◆ What is needed ◆
Write out exactly, with no other output, the lines below from the one that contains "Thank you for the photo. Please point out the closet" through the end.

Data entries
───
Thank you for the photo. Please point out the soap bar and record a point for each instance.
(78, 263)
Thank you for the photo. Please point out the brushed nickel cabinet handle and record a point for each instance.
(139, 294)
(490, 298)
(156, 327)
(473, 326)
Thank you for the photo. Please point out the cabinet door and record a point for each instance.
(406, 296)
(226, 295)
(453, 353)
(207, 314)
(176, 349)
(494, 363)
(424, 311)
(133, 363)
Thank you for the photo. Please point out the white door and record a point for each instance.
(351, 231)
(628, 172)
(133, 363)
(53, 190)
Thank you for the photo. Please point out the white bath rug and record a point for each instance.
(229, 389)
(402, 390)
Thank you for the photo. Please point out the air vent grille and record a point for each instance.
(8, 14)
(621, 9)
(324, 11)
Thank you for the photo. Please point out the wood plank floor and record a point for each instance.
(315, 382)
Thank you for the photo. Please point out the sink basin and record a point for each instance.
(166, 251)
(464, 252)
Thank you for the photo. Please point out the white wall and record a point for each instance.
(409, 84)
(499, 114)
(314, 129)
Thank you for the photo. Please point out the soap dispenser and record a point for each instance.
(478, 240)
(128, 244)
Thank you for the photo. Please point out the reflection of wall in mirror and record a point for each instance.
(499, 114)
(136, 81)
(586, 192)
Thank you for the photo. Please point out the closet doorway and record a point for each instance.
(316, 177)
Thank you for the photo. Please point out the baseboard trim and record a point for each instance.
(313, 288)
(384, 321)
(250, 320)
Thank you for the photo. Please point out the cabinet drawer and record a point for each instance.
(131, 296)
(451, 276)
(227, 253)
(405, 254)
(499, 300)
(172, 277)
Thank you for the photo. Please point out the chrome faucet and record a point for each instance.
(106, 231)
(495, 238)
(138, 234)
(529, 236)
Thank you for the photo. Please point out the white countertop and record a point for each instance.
───
◆ Answer in full ◆
Thank you for the photo. Please point out the closet doorway and record a point for each instance.
(316, 177)
Thank you for the photo. Please point out the baseboard trim and record a point for each instance.
(313, 288)
(384, 321)
(250, 320)
Thank you for the photo. Please point out the cabinet drawer and record a point for each instance.
(131, 296)
(451, 276)
(227, 253)
(405, 254)
(499, 300)
(172, 277)
Thank you for the photo. Please point out the chrome faucet and record a point for each instance.
(106, 231)
(495, 238)
(138, 234)
(529, 236)
Thank you for the photo. Please point out the white countertop and record a point for each instance.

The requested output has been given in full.